** Trecho do texto **
Preditores e mecanismos da dor crônica
Em tempos anteriores a Cristo, a dor já era considerada por Aristóteles um “afeto” separado dos sentidos primários, dicotomia, esta, que persiste na discussão dos mecanismos da dor até hoje. No século XVII, Descartes concebia que todo comportamento humano observável poderia ser dividido em duas categorias, a simples e a complexo. Na primeira, uma dada sensação sempre produziria a mesma resposta comportamental. Na segunda, a conexão entre sensação e ação seria imprevisível, sujeita à transmissão de dados sensoriais do sistema nervoso à parte imaterial humana (alma?), que, acreditava-se, decidiria o que o corpo iria empreender. Nestes tempos, descrevendo o que hoje é conhecido como a via da dor, o filósofo também ilustrou que um estímulo, como o fogo, em contato com o pé, era traduzido no cérebro, que compararia tal sensação de dor com o soar de um sino. Logo, dor tem sido a principal razão pela qual se buscam cuidados médicos. Diariamente, 50 milhões de norte-americanos são, parcial ou totalmente, incapacitados pela dor, a qual, sem tratamento, pode culminar em depressão, insônia, mudanças nos padrões alimentícios, prejuízo nas funções cognitivas e outros efeitos deletérios duradouros.
Recentemente, levantamentos mostram que dor crônica afeta, pelo menos, 116 milhões de norte-americanos adultos, mais do que o total afetado por doenças cardíacas, cânceres e diabetes combinados. Particularmente, a dor lombar crônica representa 28% dos casos de dor por todas as causas e que a maior parte desses 28% - ou seja, 23% - traz sofrimento de longo prazo (dor com duração >3-6 meses), o que representa, aos cofres dos Estados Unidos, cerca de 635 bilhões de dólares ao ano em tratamento médico e perda de produtividade, fato, este, que prioriza sua prevenção. Entretanto, pouco se sabe sobre a informação científica sobre os mecanismos de transição da dor aguda para a dor crônica, conhecimento, este, que forneceria novas oportunidades na batalha contra a dor crônica. Essa lacuna vem sendo preenchida por uma série de estudos longitudinais baseados nas técnicas de imageamento cerebral, nas quais, propriedades anatômicas e funcionais têm sido estudadas em pessoas que transitam da dor aguda para a dor crônica, o que tornaria plausível a identificação daqueles que pudessem estar em maior risco, predispostos à cronificação da dor. Este é um novo campo científico do estudo da dor: “a ciência da prevenção da dor crônica”.

Entradas salvas

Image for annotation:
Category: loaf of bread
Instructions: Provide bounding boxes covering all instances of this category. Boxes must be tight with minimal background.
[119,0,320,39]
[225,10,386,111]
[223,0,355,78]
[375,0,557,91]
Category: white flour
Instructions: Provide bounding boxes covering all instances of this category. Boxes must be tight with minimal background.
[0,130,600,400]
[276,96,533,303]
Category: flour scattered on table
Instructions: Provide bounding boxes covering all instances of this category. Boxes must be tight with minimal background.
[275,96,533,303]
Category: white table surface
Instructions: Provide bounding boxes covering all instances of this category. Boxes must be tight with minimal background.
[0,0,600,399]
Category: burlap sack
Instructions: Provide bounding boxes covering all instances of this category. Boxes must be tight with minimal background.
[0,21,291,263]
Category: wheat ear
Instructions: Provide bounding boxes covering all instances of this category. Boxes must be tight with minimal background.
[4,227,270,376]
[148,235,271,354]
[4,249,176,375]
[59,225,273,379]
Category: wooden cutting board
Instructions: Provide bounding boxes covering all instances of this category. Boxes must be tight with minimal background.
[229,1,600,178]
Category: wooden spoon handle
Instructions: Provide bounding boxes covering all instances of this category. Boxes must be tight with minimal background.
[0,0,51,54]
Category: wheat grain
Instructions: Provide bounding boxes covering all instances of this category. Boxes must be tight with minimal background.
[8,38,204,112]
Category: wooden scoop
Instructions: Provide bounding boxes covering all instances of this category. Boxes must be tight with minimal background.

* * *

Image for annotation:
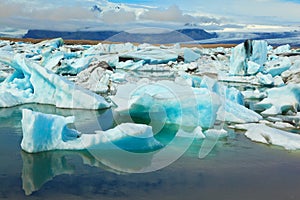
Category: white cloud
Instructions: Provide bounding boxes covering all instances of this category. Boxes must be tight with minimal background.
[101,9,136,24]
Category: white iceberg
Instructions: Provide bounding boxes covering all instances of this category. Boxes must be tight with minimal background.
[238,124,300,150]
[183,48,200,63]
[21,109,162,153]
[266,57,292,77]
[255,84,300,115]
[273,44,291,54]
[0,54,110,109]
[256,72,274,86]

---

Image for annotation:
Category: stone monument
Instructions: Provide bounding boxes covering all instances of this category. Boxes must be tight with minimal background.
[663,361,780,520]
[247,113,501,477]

** Enunciado **
Transcreva na íntegra, palavra por palavra, o texto sobre a dor crônica. As linhas constituem um material à parte, independente do texto sobre a dor crônica.

** Resolução do exercício **
Preditores e mecanismos da dor crônica
Em tempos anteriores a Cristo, a dor já era considerada por Aristóteles um “afeto” separado dos sentidos primários, dicotomia, esta, que persiste na discussão dos mecanismos da dor até hoje. No século XVII, Descartes concebia que todo comportamento humano observável poderia ser dividido em duas categorias, a simples e a complexo. Na primeira, uma dada sensação sempre produziria a mesma resposta comportamental. Na segunda, a conexão entre sensação e ação seria imprevisível, sujeita à transmissão de dados sensoriais do sistema nervoso à parte imaterial humana (alma?), que, acreditava-se, decidiria o que o corpo iria empreender. Nestes tempos, descrevendo o que hoje é conhecido como a via da dor, o filósofo também ilustrou que um estímulo, como o fogo, em contato com o pé, era traduzido no cérebro, que compararia tal sensação de dor com o soar de um sino. Logo, dor tem sido a principal razão pela qual se buscam cuidados médicos. Diariamente, 50 milhões de norte-americanos são, parcial ou totalmente, incapacitados pela dor, a qual, sem tratamento, pode culminar em depressão, insônia, mudanças nos padrões alimentícios, prejuízo nas funções cognitivas e outros efeitos deletérios duradouros.
Recentemente, levantamentos mostram que dor crônica afeta, pelo menos, 116 milhões de norte-americanos adultos, mais do que o total afetado por doenças cardíacas, cânceres e diabetes combinados. Particularmente, a dor lombar crônica representa 28% dos casos de dor por todas as causas e que a maior parte desses 28% - ou seja, 23% - traz sofrimento de longo prazo (dor com duração >3-6 meses), o que representa, aos cofres dos Estados Unidos, cerca de 635 bilhões de dólares ao ano em tratamento médico e perda de produtividade, fato, este, que prioriza sua prevenção. Entretanto, pouco se sabe sobre a informação científica sobre os mecanismos de transição da dor aguda para a dor crônica, conhecimento, este, que forneceria novas oportunidades na batalha contra a dor crônica. Essa lacuna vem sendo preenchida por uma série de estudos longitudinais baseados nas técnicas de imageamento cerebral, nas quais, propriedades anatômicas e funcionais têm sido estudadas em pessoas que transitam da dor aguda para a dor crônica, o que tornaria plausível a identificação daqueles que pudessem estar em maior risco, predispostos à cronificação da dor. Este é um novo campo científico do estudo da dor: “a ciência da prevenção da dor crônica”.